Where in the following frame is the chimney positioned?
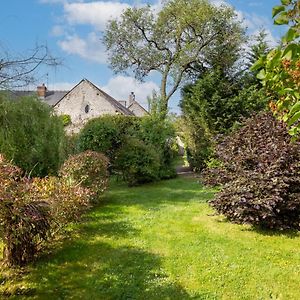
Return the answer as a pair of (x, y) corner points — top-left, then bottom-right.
(37, 83), (47, 98)
(129, 92), (135, 105)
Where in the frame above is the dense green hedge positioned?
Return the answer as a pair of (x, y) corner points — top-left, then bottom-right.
(0, 95), (66, 177)
(78, 115), (138, 161)
(78, 115), (177, 185)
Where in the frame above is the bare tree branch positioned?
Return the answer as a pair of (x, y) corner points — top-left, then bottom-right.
(0, 45), (61, 89)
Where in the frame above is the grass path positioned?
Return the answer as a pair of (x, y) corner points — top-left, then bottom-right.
(1, 177), (300, 299)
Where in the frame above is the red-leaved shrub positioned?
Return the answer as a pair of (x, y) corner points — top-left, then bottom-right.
(0, 152), (102, 267)
(208, 113), (300, 230)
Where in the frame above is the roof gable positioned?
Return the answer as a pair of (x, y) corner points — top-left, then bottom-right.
(54, 78), (134, 116)
(128, 100), (149, 115)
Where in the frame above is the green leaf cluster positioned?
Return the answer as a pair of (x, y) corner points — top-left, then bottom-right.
(252, 0), (300, 137)
(0, 95), (66, 177)
(78, 115), (177, 185)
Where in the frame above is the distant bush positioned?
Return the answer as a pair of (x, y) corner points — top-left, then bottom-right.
(132, 116), (177, 179)
(59, 150), (109, 201)
(77, 115), (138, 163)
(0, 96), (66, 177)
(78, 115), (177, 184)
(115, 137), (160, 186)
(60, 114), (71, 126)
(209, 113), (300, 230)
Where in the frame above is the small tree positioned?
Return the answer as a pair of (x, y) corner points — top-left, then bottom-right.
(104, 0), (244, 117)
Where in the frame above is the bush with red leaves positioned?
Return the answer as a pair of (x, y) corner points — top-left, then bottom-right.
(209, 113), (300, 230)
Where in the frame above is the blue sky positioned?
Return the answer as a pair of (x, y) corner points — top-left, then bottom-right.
(0, 0), (284, 113)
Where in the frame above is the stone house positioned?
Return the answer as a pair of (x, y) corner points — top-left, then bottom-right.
(17, 78), (148, 134)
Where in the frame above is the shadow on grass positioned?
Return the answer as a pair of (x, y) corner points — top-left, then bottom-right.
(9, 210), (216, 300)
(242, 226), (300, 239)
(105, 177), (216, 209)
(27, 242), (215, 299)
(215, 217), (300, 239)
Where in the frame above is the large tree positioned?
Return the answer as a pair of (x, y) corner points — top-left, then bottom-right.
(104, 0), (244, 117)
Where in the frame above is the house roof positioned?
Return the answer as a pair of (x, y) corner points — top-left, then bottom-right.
(128, 100), (149, 115)
(54, 78), (134, 116)
(6, 79), (146, 117)
(9, 90), (67, 106)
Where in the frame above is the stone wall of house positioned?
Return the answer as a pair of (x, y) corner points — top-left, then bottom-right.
(128, 102), (148, 117)
(54, 80), (119, 134)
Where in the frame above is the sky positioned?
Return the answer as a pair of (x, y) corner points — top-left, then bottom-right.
(0, 0), (285, 113)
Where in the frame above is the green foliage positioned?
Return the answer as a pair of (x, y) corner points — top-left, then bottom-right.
(60, 114), (71, 126)
(104, 0), (244, 117)
(180, 69), (267, 170)
(115, 137), (161, 186)
(78, 115), (177, 184)
(59, 151), (109, 200)
(251, 0), (300, 136)
(0, 96), (66, 177)
(78, 115), (138, 162)
(209, 113), (300, 230)
(131, 115), (177, 179)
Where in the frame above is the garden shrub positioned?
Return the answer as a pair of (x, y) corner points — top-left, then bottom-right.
(30, 176), (91, 225)
(0, 155), (51, 266)
(78, 115), (177, 181)
(115, 137), (160, 186)
(0, 96), (66, 177)
(77, 115), (138, 163)
(0, 154), (93, 267)
(59, 150), (109, 200)
(209, 113), (300, 230)
(131, 116), (177, 179)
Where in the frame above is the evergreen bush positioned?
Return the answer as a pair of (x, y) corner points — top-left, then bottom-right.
(77, 115), (138, 163)
(0, 96), (66, 177)
(115, 137), (160, 186)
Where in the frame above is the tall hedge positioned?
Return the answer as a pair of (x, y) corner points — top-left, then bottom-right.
(0, 96), (66, 177)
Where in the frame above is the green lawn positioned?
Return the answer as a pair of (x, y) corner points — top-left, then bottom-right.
(1, 177), (300, 299)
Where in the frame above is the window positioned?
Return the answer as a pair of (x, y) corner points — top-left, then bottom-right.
(85, 104), (90, 113)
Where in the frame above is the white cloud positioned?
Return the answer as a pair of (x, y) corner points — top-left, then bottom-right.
(58, 32), (106, 63)
(102, 75), (159, 106)
(50, 25), (65, 37)
(64, 1), (130, 31)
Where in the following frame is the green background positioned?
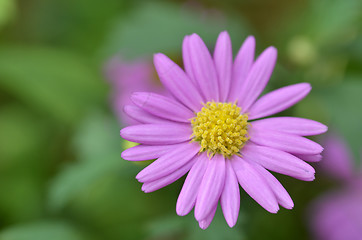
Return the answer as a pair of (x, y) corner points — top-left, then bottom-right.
(0, 0), (361, 239)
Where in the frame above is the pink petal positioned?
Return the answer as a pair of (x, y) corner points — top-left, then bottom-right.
(320, 133), (354, 181)
(249, 128), (323, 155)
(195, 154), (226, 221)
(186, 33), (219, 101)
(295, 153), (322, 162)
(121, 144), (178, 161)
(220, 160), (240, 227)
(237, 46), (277, 111)
(228, 36), (255, 102)
(176, 153), (209, 216)
(120, 123), (192, 145)
(251, 117), (328, 136)
(123, 105), (170, 124)
(251, 161), (294, 209)
(199, 205), (217, 230)
(136, 141), (200, 182)
(131, 92), (194, 122)
(153, 53), (203, 111)
(248, 83), (311, 119)
(141, 156), (197, 193)
(242, 143), (315, 181)
(231, 155), (279, 213)
(182, 36), (197, 86)
(214, 31), (232, 101)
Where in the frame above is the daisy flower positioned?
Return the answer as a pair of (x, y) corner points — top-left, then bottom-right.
(120, 31), (327, 229)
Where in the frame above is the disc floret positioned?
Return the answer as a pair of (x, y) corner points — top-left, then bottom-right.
(191, 101), (249, 158)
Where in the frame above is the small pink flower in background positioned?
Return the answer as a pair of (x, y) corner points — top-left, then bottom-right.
(105, 56), (166, 125)
(310, 134), (362, 240)
(120, 31), (327, 229)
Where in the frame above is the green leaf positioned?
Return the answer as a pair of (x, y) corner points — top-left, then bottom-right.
(102, 2), (249, 59)
(0, 221), (89, 240)
(0, 46), (106, 124)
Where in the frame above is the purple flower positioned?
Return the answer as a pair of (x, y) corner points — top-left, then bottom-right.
(310, 134), (362, 240)
(120, 31), (327, 229)
(105, 56), (166, 125)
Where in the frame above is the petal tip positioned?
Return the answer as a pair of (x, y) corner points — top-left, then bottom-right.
(175, 207), (188, 216)
(245, 35), (256, 45)
(135, 171), (144, 181)
(285, 202), (294, 210)
(269, 206), (280, 214)
(153, 53), (173, 75)
(225, 219), (237, 228)
(198, 220), (210, 230)
(266, 46), (278, 59)
(120, 150), (127, 160)
(320, 124), (328, 134)
(190, 33), (200, 38)
(218, 30), (230, 39)
(120, 128), (126, 138)
(141, 184), (148, 193)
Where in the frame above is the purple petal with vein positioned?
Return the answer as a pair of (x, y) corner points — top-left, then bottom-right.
(231, 156), (279, 213)
(250, 128), (323, 155)
(122, 144), (179, 161)
(228, 36), (255, 102)
(242, 143), (315, 181)
(121, 123), (192, 145)
(182, 36), (197, 86)
(199, 205), (217, 230)
(248, 83), (311, 119)
(186, 33), (219, 101)
(176, 153), (209, 216)
(195, 154), (226, 221)
(153, 53), (203, 111)
(131, 92), (194, 122)
(124, 105), (171, 124)
(237, 47), (277, 111)
(136, 142), (200, 182)
(141, 156), (197, 193)
(251, 161), (294, 209)
(214, 31), (232, 101)
(251, 117), (327, 136)
(220, 160), (240, 227)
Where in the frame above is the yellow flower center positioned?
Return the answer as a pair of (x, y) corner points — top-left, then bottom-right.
(191, 101), (250, 158)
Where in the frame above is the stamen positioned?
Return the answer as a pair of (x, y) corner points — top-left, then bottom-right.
(191, 101), (249, 158)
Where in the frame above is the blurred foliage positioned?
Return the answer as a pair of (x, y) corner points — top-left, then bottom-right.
(0, 0), (15, 30)
(0, 221), (90, 240)
(0, 46), (106, 124)
(101, 1), (250, 59)
(0, 0), (361, 239)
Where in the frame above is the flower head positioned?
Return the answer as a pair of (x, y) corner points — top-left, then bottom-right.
(120, 31), (327, 229)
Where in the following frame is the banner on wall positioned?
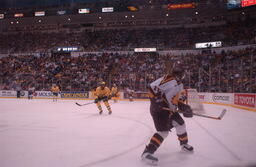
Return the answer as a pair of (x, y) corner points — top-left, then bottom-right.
(34, 91), (53, 98)
(198, 93), (233, 104)
(234, 94), (255, 108)
(211, 93), (231, 103)
(0, 90), (16, 97)
(60, 91), (89, 98)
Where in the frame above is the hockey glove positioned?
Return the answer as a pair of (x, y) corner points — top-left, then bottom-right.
(102, 96), (109, 102)
(94, 96), (106, 103)
(178, 102), (193, 118)
(94, 98), (100, 103)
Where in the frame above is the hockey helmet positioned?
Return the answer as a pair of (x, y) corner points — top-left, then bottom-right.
(172, 68), (185, 82)
(100, 81), (106, 86)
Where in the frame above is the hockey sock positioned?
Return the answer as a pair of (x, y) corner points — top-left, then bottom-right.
(104, 102), (112, 113)
(97, 104), (103, 113)
(144, 133), (164, 154)
(177, 132), (188, 145)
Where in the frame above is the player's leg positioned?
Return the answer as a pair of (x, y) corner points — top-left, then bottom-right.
(55, 93), (58, 102)
(129, 94), (133, 102)
(171, 113), (194, 152)
(53, 93), (57, 102)
(141, 103), (170, 165)
(103, 100), (112, 114)
(29, 91), (33, 100)
(142, 130), (168, 165)
(96, 102), (103, 114)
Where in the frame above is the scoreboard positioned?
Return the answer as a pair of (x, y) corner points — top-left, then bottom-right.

★ ★ ★

§ Problem requirements: Look over the entries above and count the lines where the word "hedge" appears, then report only that count.

§ Answer to the problem: 2